| SOURCE DATA |
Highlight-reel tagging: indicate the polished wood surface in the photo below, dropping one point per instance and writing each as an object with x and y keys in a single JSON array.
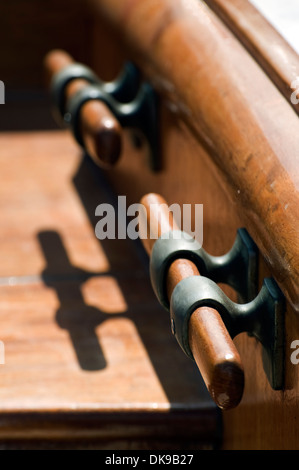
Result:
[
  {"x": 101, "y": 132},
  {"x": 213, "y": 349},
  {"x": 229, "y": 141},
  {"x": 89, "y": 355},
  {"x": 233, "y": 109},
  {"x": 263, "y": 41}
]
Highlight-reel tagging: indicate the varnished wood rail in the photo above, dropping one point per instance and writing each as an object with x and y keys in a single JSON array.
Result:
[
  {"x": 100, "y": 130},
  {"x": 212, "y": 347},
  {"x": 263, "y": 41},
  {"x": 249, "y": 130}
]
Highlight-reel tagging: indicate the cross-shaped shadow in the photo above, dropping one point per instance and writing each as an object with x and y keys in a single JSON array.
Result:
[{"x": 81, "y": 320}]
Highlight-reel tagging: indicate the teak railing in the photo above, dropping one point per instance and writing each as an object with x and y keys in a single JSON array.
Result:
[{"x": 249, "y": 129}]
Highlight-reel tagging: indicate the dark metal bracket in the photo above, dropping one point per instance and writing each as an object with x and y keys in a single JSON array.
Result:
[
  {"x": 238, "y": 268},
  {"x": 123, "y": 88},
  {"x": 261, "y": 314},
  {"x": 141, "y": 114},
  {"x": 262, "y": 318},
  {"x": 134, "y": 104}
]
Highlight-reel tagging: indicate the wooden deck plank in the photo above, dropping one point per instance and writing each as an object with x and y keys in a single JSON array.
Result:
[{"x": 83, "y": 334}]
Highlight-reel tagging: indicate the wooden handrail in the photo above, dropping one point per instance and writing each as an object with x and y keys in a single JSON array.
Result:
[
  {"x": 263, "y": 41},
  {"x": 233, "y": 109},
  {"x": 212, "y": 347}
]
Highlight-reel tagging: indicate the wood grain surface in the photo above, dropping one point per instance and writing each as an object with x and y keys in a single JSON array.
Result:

| TASK OBJECTIVE |
Transcribe verbatim the lines beginning with the one that contains "Highlight-reel tagging: indicate the wooden deck" and running through the final line, both ends included.

| ANSWER TO THE EXERCISE |
Highlight-reel tagging: indicate the wooden deck plank in the photo above, dropping one point per instance and writing each as an object with x and y keys in a single JSON array.
Result:
[{"x": 83, "y": 334}]
Highlight-reel tagging: indicate the wooden handrail in the photo above, dropping one point per instance and writing each as an object with x and y keys in a single JSON array.
Result:
[
  {"x": 263, "y": 41},
  {"x": 233, "y": 109},
  {"x": 212, "y": 347}
]
Highlight-reel tagging: indicate the wood grain surface in the photo above, dropping one point per instance and writing each as an object with x and y keys in a single JSON array.
Result:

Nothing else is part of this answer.